==== Material for the task ====

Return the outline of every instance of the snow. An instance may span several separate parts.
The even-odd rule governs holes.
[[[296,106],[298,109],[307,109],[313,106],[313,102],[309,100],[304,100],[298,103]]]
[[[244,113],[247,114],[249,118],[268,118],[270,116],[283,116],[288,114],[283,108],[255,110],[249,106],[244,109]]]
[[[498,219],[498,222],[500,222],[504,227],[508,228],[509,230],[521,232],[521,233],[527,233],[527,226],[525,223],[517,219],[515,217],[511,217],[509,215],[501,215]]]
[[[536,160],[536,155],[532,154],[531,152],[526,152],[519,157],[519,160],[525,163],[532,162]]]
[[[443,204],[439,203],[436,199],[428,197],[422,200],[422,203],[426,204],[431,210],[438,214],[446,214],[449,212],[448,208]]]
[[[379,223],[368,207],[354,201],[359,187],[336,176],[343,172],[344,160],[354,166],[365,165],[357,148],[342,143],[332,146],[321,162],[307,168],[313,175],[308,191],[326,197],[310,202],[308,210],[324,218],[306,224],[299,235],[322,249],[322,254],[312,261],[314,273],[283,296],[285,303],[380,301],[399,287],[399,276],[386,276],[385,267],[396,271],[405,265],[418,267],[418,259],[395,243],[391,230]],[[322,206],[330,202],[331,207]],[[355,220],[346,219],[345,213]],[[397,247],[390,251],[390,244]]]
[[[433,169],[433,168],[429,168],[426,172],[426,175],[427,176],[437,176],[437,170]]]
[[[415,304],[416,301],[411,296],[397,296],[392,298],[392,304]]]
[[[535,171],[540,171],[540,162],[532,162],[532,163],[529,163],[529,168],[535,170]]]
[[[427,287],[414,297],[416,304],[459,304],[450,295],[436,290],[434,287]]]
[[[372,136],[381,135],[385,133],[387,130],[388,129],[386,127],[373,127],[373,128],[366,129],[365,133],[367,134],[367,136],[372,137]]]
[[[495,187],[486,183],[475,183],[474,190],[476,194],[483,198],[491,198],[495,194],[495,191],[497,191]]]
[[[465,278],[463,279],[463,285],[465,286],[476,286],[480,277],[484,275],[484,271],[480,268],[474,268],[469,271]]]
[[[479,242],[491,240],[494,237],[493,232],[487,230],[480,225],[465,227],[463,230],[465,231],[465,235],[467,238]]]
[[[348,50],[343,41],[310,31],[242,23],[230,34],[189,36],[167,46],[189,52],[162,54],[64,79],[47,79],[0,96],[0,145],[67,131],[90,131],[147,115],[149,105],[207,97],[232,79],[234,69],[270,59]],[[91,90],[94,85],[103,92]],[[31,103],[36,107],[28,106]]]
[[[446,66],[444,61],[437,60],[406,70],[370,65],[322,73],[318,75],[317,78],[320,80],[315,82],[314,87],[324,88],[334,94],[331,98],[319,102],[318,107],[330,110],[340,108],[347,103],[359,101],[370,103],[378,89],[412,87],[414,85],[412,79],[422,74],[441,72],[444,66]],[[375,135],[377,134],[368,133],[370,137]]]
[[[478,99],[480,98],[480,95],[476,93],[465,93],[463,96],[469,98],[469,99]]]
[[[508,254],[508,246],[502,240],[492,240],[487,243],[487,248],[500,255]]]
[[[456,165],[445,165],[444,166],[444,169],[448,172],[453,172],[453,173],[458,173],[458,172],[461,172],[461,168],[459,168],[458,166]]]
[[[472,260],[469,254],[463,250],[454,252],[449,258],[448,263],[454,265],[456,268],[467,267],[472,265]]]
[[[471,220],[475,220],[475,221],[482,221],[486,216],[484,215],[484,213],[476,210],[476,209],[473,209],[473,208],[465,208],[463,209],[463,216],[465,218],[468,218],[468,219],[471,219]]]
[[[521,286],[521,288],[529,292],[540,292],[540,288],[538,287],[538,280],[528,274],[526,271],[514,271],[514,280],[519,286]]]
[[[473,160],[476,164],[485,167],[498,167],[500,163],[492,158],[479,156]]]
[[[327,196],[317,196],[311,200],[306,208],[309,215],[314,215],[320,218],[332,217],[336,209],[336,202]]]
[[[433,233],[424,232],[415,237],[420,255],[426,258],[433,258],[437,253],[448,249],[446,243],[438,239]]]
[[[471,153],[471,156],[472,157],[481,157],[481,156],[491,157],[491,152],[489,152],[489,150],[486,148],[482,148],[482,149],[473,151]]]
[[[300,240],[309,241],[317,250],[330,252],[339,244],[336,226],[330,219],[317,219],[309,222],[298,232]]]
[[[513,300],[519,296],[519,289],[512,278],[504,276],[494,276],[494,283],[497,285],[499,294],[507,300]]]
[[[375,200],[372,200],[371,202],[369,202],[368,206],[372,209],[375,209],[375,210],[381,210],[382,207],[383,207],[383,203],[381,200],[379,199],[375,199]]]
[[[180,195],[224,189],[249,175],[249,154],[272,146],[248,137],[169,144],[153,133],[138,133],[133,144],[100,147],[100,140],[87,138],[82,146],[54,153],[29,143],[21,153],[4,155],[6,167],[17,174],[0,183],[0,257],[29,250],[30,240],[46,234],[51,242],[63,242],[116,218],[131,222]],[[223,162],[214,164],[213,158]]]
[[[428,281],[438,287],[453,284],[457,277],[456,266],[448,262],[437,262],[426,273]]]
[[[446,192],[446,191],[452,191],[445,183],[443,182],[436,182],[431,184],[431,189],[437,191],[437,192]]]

====

The records above are to be returned exactly as they appear.

## Problem solution
Return the outline of every instance of the snow. An instance may span several separate parts.
The even-odd rule governs holes.
[[[296,106],[298,109],[307,109],[313,106],[313,102],[309,100],[304,100],[298,103]]]
[[[244,113],[247,114],[249,118],[268,118],[270,116],[283,116],[288,114],[283,108],[255,110],[249,106],[244,109]]]
[[[498,219],[498,222],[500,222],[504,227],[508,228],[509,230],[521,232],[521,233],[527,233],[527,226],[525,223],[517,219],[515,217],[511,217],[509,215],[501,215]]]
[[[536,160],[536,155],[532,154],[531,152],[526,152],[519,157],[519,160],[525,163],[532,162]]]
[[[443,204],[439,203],[436,199],[428,197],[422,200],[422,203],[426,204],[431,210],[438,214],[446,214],[449,212],[448,208]]]
[[[379,223],[368,207],[354,201],[359,187],[336,176],[343,172],[344,160],[354,166],[365,165],[357,148],[342,143],[332,146],[321,162],[307,168],[313,175],[308,191],[326,197],[310,202],[308,210],[324,218],[306,224],[299,235],[322,249],[322,254],[312,261],[314,273],[283,296],[285,303],[380,301],[399,287],[399,276],[386,276],[385,267],[396,271],[405,265],[418,267],[418,259],[395,243],[391,230]],[[322,206],[330,202],[331,207]],[[355,220],[346,219],[345,213]],[[397,247],[390,251],[390,244]]]
[[[433,169],[433,168],[429,168],[426,172],[426,175],[427,176],[437,176],[437,170]]]
[[[415,304],[416,301],[411,296],[397,296],[392,298],[392,304]]]
[[[535,171],[540,171],[540,162],[532,162],[532,163],[529,163],[529,168],[535,170]]]
[[[427,287],[414,297],[416,304],[459,304],[450,295],[436,290],[434,287]]]
[[[372,136],[381,135],[385,133],[387,130],[388,129],[386,127],[373,127],[373,128],[366,129],[365,133],[367,134],[367,136],[372,137]]]
[[[495,187],[486,183],[475,183],[474,190],[476,194],[483,198],[491,198],[495,194],[495,191],[497,191]]]
[[[465,278],[463,279],[463,285],[465,286],[476,286],[480,277],[484,275],[484,271],[480,268],[474,268],[469,271]]]
[[[479,242],[491,240],[494,237],[493,232],[487,230],[480,225],[465,227],[463,230],[465,231],[465,235],[467,238]]]
[[[348,50],[343,41],[310,31],[242,23],[230,34],[189,36],[167,46],[189,52],[162,54],[64,79],[47,79],[0,96],[0,145],[67,131],[90,131],[147,115],[149,105],[207,97],[232,79],[234,69],[270,59]],[[91,90],[94,85],[103,92]],[[31,103],[36,107],[28,106]]]
[[[446,66],[444,61],[437,60],[406,70],[370,65],[322,73],[318,75],[317,78],[320,80],[315,82],[314,87],[324,88],[334,94],[331,98],[319,102],[318,107],[330,110],[340,108],[347,103],[359,101],[370,103],[378,89],[412,87],[414,85],[412,79],[422,74],[441,72],[444,66]],[[375,135],[377,134],[368,133],[370,137]]]
[[[478,99],[480,98],[480,95],[476,93],[465,93],[463,96],[469,98],[469,99]]]
[[[508,254],[508,246],[502,240],[492,240],[487,243],[487,248],[500,255]]]
[[[456,165],[445,165],[444,166],[444,169],[448,172],[453,172],[453,173],[458,173],[458,172],[461,172],[461,168],[459,168],[458,166]]]
[[[472,260],[469,254],[463,250],[454,252],[449,258],[448,263],[454,265],[456,268],[467,267],[472,265]]]
[[[471,220],[475,220],[475,221],[482,221],[486,216],[484,215],[484,213],[476,210],[476,209],[473,209],[473,208],[465,208],[463,209],[463,216],[465,218],[468,218],[468,219],[471,219]]]
[[[521,286],[521,288],[529,292],[540,292],[540,288],[538,287],[538,280],[528,274],[526,271],[514,271],[514,280],[519,286]]]
[[[473,160],[476,164],[485,167],[498,167],[500,163],[492,158],[479,156]]]
[[[327,196],[317,196],[311,200],[306,208],[309,215],[314,215],[320,218],[332,217],[336,209],[336,202]]]
[[[433,233],[424,232],[415,237],[420,255],[426,258],[433,258],[437,253],[448,249],[446,243],[438,239]]]
[[[471,153],[471,156],[472,157],[481,157],[481,156],[491,157],[491,152],[489,152],[489,150],[486,148],[482,148],[482,149],[473,151]]]
[[[300,240],[309,241],[317,250],[330,252],[339,244],[336,226],[330,219],[317,219],[309,222],[298,232]]]
[[[513,300],[519,296],[519,289],[512,278],[504,276],[494,276],[494,283],[497,285],[499,294],[507,300]]]
[[[375,200],[372,200],[371,202],[369,202],[368,206],[372,209],[375,209],[375,210],[381,210],[382,207],[383,207],[383,203],[381,200],[379,199],[375,199]]]
[[[180,195],[224,189],[249,175],[249,154],[272,146],[248,137],[169,144],[153,133],[138,133],[133,144],[100,147],[100,140],[87,138],[82,146],[54,153],[29,143],[21,153],[4,155],[6,167],[17,174],[0,183],[0,257],[29,250],[30,240],[46,234],[51,242],[63,242],[116,218],[131,222]],[[223,162],[214,164],[213,158]]]
[[[428,281],[438,287],[453,284],[457,277],[456,266],[448,262],[437,262],[426,273]]]
[[[446,192],[446,191],[452,191],[445,183],[443,182],[436,182],[431,184],[431,189],[437,191],[437,192]]]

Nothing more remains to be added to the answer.